### Aim of the exercise
Extract precisely the lines that run from the line containing "the zip line" to the end of the records below, with both ends included and pictures omitted.

----

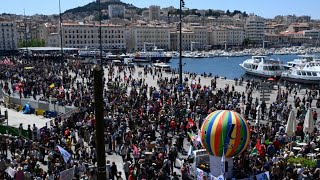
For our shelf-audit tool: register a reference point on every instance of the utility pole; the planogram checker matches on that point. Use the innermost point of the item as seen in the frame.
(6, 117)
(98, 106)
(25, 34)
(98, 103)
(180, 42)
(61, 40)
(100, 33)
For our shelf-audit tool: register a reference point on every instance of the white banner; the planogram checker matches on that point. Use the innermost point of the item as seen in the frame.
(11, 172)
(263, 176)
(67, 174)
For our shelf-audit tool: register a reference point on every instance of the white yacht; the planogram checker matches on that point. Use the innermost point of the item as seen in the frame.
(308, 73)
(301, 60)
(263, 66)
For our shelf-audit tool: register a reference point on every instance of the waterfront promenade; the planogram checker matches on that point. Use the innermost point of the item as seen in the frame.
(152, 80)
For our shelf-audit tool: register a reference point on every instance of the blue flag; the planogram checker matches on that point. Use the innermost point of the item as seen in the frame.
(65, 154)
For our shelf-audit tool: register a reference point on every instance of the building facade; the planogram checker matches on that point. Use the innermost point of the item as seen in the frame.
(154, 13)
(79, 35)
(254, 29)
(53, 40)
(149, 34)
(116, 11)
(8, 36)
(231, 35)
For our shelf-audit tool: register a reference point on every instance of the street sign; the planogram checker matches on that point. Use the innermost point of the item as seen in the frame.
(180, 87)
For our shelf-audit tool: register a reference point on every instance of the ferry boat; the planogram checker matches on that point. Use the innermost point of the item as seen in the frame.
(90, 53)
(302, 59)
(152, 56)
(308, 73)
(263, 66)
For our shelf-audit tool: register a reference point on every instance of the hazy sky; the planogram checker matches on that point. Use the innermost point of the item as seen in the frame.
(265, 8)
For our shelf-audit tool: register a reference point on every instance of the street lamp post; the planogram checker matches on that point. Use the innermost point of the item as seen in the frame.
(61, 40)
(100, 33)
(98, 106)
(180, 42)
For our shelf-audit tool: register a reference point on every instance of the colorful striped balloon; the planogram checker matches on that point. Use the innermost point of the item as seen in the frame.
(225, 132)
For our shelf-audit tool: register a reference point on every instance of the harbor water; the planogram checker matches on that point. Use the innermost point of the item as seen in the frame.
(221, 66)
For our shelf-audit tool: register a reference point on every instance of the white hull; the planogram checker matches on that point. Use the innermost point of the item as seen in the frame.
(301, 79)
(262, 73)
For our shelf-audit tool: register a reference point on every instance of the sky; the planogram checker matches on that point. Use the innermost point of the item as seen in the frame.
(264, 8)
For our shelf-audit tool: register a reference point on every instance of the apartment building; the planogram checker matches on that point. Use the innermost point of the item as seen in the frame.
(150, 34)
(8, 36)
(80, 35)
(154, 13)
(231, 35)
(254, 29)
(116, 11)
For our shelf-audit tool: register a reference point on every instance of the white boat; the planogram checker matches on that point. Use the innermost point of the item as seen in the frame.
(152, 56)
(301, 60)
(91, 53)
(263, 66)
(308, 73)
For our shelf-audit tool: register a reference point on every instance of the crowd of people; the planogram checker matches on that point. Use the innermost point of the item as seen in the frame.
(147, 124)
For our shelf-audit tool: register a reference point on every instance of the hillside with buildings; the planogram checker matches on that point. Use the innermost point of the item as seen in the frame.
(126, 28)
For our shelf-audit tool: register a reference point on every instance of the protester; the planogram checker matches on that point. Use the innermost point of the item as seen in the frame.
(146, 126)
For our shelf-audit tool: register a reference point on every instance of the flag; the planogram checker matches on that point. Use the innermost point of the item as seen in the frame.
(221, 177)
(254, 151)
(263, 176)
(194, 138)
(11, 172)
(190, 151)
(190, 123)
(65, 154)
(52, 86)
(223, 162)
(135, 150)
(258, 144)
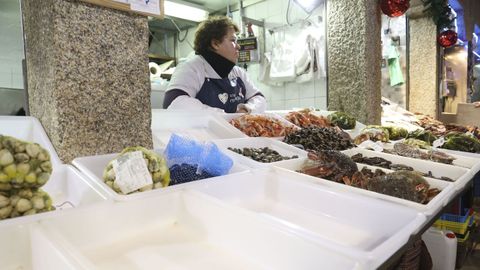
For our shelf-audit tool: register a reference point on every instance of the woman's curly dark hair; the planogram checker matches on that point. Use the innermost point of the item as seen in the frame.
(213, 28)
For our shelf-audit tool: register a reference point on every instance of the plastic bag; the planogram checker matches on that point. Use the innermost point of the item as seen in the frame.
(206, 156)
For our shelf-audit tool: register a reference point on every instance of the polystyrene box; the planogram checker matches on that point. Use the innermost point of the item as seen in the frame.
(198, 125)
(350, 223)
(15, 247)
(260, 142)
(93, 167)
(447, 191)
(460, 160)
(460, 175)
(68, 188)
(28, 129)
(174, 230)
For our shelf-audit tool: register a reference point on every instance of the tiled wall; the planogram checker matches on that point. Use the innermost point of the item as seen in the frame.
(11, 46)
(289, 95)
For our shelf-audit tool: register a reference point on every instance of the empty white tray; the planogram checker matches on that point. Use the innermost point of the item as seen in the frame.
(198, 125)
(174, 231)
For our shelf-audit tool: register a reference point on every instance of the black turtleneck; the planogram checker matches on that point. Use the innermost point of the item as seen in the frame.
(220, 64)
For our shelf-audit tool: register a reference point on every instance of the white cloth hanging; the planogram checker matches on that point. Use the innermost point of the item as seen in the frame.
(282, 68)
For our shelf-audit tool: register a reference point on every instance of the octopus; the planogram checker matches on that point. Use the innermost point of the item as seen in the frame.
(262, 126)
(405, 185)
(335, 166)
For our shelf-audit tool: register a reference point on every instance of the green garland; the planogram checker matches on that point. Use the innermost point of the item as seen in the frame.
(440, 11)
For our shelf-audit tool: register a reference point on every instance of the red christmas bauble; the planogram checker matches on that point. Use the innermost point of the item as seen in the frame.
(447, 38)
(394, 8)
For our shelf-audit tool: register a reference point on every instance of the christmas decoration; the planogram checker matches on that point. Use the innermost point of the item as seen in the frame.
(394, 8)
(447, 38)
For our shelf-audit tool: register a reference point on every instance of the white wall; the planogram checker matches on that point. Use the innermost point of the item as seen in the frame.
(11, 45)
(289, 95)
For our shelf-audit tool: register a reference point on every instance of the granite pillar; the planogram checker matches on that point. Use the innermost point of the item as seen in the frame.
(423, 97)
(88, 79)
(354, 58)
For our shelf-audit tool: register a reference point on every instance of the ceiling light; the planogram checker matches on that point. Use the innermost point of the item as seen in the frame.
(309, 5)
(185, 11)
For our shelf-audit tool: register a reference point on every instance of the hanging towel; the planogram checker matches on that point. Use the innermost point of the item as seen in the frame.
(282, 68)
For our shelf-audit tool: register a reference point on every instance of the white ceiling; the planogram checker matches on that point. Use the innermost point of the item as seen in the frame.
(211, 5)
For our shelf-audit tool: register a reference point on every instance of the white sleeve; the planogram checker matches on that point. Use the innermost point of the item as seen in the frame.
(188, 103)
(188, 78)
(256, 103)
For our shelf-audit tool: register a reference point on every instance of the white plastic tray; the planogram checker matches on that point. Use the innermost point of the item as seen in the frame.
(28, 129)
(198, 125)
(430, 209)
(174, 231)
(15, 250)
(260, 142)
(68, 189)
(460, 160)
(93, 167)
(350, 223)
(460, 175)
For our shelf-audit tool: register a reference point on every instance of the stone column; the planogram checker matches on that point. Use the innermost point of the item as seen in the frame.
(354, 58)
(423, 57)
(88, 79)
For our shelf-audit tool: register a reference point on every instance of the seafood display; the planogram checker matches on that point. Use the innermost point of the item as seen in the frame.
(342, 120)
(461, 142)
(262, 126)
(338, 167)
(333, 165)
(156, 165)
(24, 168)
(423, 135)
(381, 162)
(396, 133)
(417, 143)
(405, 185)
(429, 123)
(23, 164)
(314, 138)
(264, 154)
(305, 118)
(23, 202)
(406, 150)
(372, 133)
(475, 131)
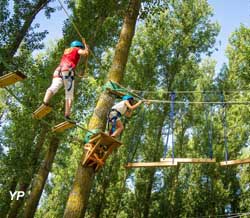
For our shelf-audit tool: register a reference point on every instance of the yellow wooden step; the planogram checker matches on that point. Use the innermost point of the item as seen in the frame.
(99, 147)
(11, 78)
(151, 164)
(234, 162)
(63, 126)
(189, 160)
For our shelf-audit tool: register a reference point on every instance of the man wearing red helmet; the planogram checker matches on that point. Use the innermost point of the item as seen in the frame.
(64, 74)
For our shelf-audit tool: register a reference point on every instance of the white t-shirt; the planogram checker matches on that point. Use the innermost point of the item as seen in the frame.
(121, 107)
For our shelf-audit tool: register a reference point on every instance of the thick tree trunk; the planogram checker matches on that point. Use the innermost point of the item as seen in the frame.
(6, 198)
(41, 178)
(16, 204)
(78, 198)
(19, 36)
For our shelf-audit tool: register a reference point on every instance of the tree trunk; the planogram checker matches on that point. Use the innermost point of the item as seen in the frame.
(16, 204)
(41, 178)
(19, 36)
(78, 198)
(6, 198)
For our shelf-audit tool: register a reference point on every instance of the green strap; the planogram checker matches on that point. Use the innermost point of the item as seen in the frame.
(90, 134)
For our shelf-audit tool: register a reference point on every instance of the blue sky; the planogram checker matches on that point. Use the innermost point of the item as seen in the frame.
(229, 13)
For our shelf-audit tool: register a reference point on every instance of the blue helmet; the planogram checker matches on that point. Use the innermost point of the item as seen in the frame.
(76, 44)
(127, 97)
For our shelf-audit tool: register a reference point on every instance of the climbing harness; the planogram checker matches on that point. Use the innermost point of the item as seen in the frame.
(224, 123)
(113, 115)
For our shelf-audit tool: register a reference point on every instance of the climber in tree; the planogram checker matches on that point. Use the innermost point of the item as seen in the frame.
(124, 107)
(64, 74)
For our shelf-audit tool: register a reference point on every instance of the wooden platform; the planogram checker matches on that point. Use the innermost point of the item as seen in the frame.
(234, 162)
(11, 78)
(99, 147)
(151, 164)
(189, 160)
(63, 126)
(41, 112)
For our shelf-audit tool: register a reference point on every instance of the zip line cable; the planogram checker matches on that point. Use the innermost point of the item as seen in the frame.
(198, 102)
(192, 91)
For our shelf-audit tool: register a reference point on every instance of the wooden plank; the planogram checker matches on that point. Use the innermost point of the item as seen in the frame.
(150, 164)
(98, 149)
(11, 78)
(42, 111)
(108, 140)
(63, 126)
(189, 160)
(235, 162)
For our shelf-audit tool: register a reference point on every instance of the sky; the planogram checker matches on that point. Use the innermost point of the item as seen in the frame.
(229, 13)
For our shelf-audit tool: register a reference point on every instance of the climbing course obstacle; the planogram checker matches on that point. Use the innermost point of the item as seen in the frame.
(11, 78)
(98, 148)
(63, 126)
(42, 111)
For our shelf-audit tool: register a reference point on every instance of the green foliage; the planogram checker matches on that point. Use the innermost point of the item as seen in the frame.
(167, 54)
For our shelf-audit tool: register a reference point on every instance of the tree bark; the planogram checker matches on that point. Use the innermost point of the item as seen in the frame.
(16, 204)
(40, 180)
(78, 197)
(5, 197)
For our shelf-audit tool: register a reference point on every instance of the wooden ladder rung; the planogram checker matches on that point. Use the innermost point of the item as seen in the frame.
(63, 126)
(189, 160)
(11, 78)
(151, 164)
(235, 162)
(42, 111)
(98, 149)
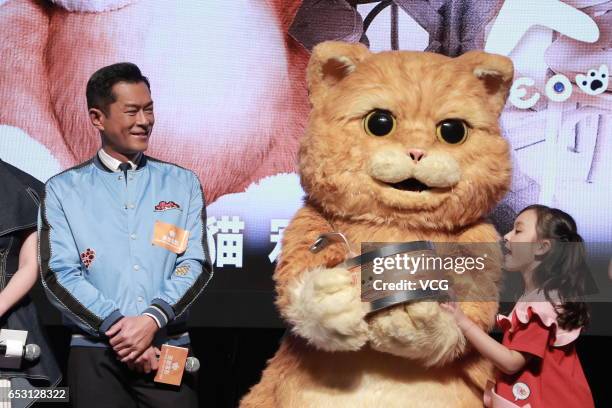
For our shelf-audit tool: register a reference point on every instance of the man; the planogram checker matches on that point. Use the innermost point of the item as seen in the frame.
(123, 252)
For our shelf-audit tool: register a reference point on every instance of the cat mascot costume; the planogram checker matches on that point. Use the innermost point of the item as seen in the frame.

----

### Response for this exercise
For our shelf-audit tool: register a reference point on every instance of the zip line cable; the planogram checker matches on that point. Use the innermost point of the item as seen in the frame.
(198, 102)
(192, 91)
For our shelf-audit tool: register a reference point on every instance of the wooden plank; the planogram checker matches on that point. Use the innermost point of the item as seen in the frame.
(150, 164)
(98, 149)
(11, 78)
(42, 111)
(108, 140)
(63, 126)
(189, 160)
(235, 162)
For our shelf-audit tool: register a reference point on every instance of the sky; the planogram checker matches on that point. Use the innermost point of the item as seen in the frame.
(229, 13)
For our shelf-audit tool: register a reference point on every instance of the climbing course obstacle; the planogram checker matches on that point. Use the innermost point of the item as seen in the frame.
(11, 78)
(98, 148)
(63, 126)
(42, 111)
For our shelf-audit tool: register a reference point on every instance of the green foliage; the planogram checker matches on that point. Use the innermost point of the item as seen in the frame.
(167, 54)
For our shelf-audit tool: register a reference point on every instance of the tree bark; the planogram checker matches on that point. Use the innermost point of the item as seen in the frame.
(16, 204)
(40, 180)
(78, 197)
(5, 197)
For our shelf-audit tool: register a reference point on every instance of the wooden ladder rung; the planogram checker matches on that point. Use the innermost point of the item as seen in the frame.
(63, 126)
(189, 160)
(11, 78)
(151, 164)
(235, 162)
(42, 111)
(98, 149)
For our shelf-audit tool: register a reference point on every instance of the man; the planogram checker matches on that point. Use the innermost point of the item as seen in the frame.
(123, 252)
For our shelf-audit tool: register a reference point on every instance of the cat mascot costume; the planogram checker matches on that point. Use the innermost point of the item as seen in the frame.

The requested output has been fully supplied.